====== Text section ======

I think a good enough fix for this specific branch of quantization code would be:

diff --git a/torchao/quantization/quant_primitives.py b/torchao/quantization/quant_primitives.py
index 05be8c5..7369b3c 100644
--- a/torchao/quantization/quant_primitives.py
+++ b/torchao/quantization/quant_primitives.py
@@ -425,7 +425,9 @@ def _quantize_affine_no_dtype_cast(
             zero_point is None
         ), "zero_point should be None when zero_point_domain is NONE"
         if _is_float8_type(quant_dtype):
-            quant = torch.clamp(input * scale.reciprocal(), quant_min, quant_max)
+            quant = input * scale.to(torch.float).reciprocal()
+            quant[input == 0] = 0
+            quant = torch.clamp(quant, quant_min, quant_max)
         else:
             quant = torch.clamp(
                 torch.round(input * (1.0 / scale)), quant_min, quant_max

Namely, casting scale to float makes it possible to avoid, in the most cases, the scale reciprocal to go to Inf, and even if that happens, then the next line in the patch would avoid NaNs for 0*Inf (while the rest of Infs would be taken care by clamping). The question is, however: do we make the same change for other branches of code in _quantize_affine_no_dtype_cast() (as well as alike code throughout the whole torchao/quantization/quant_primitives.py), where (1.0 / scale) is used instead of scale.reciprocal()?

====== Given records ======

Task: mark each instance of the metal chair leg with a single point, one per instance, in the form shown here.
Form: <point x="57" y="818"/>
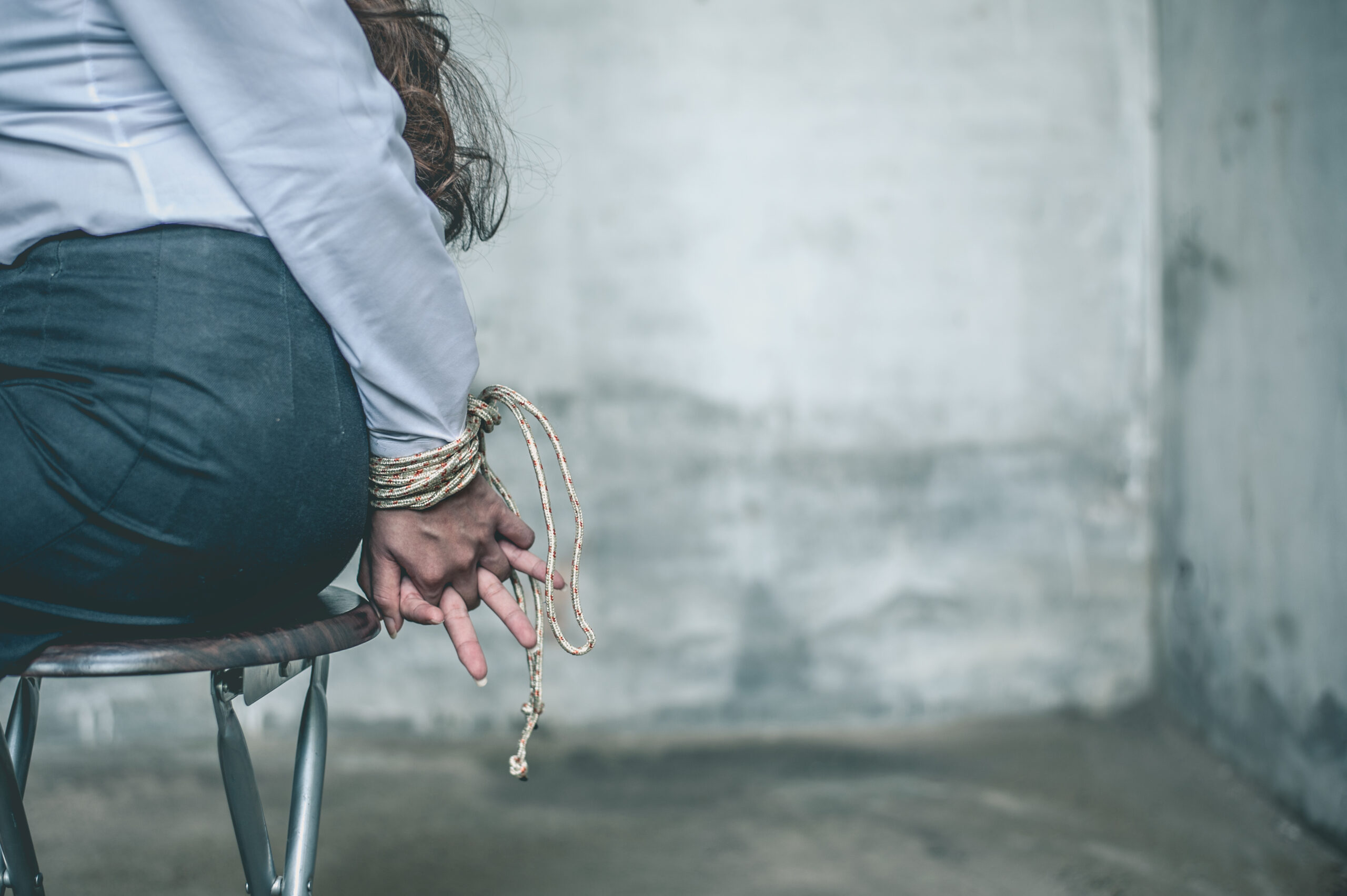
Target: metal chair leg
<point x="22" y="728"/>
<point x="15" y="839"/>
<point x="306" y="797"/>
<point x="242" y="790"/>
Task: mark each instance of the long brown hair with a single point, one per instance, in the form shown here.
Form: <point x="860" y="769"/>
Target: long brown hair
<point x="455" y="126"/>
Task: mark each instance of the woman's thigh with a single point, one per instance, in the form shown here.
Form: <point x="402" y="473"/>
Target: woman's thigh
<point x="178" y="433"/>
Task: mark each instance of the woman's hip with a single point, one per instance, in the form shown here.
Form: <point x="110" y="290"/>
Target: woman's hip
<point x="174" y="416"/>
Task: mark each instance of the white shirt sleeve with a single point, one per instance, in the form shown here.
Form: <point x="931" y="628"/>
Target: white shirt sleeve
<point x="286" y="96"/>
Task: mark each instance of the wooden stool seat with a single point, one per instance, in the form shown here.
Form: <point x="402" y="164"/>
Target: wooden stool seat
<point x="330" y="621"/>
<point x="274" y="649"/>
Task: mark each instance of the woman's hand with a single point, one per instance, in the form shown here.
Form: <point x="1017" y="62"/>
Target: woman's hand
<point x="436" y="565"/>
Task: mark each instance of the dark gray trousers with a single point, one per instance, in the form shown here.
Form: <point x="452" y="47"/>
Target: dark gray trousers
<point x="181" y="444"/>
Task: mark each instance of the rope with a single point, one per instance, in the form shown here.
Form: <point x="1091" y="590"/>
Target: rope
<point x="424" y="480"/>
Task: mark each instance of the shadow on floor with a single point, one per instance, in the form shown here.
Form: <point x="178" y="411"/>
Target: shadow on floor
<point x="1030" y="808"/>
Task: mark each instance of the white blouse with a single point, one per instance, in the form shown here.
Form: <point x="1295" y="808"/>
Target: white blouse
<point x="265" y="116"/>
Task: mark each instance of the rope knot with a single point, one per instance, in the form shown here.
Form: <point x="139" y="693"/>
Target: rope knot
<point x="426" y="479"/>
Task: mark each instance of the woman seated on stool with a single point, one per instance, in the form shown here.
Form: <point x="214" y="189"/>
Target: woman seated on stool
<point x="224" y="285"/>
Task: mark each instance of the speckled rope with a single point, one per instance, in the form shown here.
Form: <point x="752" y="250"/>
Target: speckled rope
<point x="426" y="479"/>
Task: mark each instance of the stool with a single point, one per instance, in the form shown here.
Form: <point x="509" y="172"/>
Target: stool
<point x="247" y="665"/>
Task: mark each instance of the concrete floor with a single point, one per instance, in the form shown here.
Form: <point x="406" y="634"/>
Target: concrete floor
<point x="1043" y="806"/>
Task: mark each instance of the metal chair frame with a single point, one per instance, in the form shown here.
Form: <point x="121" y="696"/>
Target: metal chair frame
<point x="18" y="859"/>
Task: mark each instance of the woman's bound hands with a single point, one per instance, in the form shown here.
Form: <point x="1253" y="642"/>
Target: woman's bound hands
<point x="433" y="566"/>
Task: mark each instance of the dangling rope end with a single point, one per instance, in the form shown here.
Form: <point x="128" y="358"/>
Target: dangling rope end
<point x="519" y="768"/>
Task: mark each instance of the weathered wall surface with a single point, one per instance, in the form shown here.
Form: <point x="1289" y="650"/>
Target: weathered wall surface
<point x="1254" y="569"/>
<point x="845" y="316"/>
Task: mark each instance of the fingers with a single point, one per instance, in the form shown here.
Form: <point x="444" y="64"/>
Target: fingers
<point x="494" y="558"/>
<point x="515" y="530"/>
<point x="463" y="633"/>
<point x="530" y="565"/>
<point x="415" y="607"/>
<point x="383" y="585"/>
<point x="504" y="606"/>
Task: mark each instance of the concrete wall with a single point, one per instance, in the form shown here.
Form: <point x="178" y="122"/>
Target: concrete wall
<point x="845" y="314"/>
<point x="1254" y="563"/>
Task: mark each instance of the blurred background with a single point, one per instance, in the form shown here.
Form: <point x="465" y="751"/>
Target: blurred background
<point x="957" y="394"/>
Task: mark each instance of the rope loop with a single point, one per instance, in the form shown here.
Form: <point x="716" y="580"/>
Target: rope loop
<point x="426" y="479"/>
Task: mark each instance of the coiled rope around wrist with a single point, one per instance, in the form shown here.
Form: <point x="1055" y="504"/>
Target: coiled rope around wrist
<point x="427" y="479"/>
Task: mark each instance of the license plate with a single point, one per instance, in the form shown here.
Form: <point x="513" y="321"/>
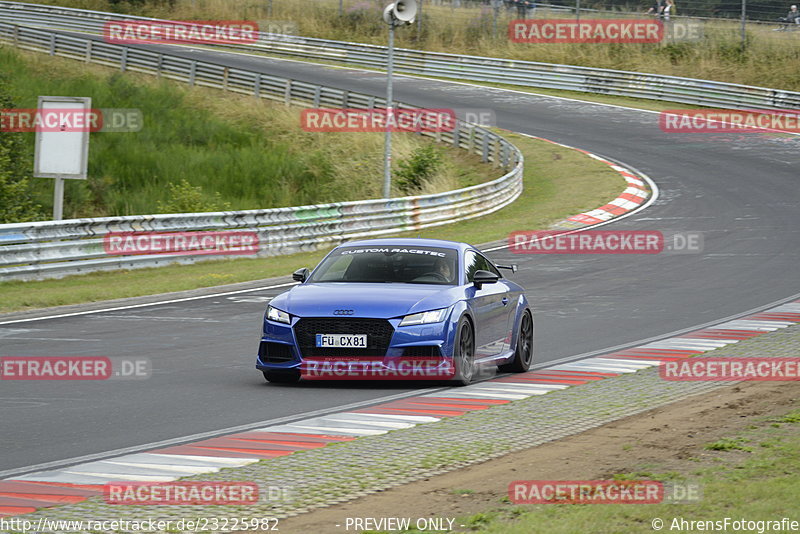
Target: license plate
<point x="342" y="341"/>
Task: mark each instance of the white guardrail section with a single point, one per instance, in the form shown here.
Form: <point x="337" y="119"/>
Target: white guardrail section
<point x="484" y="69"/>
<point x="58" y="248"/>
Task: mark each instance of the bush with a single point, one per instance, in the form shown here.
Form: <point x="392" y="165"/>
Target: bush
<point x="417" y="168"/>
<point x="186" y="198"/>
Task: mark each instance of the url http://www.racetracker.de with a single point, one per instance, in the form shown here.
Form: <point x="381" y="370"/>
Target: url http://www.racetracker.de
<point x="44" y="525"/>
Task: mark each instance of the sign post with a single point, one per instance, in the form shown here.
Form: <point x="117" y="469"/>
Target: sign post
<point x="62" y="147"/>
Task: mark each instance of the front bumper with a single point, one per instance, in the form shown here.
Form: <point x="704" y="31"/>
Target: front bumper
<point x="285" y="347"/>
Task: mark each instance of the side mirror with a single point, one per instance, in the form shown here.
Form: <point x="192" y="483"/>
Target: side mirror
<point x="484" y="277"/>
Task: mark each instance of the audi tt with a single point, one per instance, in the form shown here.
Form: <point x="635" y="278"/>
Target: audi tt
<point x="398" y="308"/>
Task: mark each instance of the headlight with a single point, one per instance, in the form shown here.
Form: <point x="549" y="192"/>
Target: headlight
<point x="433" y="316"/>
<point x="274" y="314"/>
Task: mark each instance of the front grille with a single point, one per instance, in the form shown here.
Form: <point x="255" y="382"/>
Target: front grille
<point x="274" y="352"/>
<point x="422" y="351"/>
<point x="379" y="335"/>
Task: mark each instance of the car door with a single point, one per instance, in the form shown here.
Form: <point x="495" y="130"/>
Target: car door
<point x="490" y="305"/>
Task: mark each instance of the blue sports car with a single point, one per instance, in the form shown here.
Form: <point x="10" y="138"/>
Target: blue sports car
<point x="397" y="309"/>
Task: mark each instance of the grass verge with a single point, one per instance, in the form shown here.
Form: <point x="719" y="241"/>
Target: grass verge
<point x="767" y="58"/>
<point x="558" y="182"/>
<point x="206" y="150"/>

======
====== Given records ======

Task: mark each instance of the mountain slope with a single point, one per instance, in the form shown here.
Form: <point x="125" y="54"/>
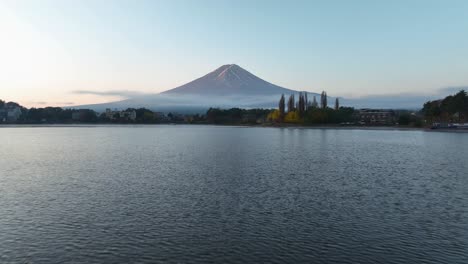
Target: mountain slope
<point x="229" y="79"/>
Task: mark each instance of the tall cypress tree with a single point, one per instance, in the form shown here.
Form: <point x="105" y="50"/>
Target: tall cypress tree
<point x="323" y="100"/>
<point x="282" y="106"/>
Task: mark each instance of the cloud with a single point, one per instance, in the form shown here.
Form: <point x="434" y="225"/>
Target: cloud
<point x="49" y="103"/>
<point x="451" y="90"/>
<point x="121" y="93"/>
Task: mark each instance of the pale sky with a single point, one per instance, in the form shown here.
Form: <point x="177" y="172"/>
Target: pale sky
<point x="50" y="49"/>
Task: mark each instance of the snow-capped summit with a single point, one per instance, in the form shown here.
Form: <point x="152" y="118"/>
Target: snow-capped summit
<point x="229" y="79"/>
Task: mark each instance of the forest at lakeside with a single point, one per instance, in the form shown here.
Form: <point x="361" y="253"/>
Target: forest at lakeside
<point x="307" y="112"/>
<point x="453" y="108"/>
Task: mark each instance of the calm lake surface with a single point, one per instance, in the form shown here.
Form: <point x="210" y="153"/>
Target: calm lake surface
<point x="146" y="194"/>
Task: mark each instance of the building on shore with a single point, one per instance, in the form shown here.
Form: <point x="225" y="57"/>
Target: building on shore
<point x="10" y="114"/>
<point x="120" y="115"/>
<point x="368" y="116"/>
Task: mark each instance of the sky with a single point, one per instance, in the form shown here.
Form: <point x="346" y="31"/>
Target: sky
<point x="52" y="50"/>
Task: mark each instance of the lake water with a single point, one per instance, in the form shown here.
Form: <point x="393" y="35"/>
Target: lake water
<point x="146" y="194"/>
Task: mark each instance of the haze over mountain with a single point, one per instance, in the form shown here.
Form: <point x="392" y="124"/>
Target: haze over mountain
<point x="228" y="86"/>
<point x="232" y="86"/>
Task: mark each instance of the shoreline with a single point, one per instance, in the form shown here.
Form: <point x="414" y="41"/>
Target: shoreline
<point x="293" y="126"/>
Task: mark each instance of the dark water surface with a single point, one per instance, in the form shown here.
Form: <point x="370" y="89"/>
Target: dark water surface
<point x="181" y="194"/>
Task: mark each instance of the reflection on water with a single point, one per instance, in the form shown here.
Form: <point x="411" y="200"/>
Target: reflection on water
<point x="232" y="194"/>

======

_Work instructions_
[A] Please answer these questions about the quantization patch discussion, which comes before the rows:
(i) Which file does the diff change?
(ii) To what type does the patch cast scale before taking its reciprocal?
(iii) What expression do other branches of the code use in place of scale.reciprocal()?
[B] Carry on the quantization patch discussion, which comes before the rows, starting after its final sentence.

_Written answers_
[A]
(i) torchao/quantization/quant_primitives.py
(ii) torch.float
(iii) (1.0 / scale)

[B]
(I'm confused by resulting data type of expressions like 2.0 * torch.eye(3, dtype=...) - it seems that if the tensor data type is integer, then the result is promoted to scalar data type i.e. float, but if the tensor data type is floating point, even narrower than float like float16/bfloat16, then the result is not the wider data type, but the tensor data type instead. I did not know about that, for this reason the other branches of code would enconter the same problem as often as this one.)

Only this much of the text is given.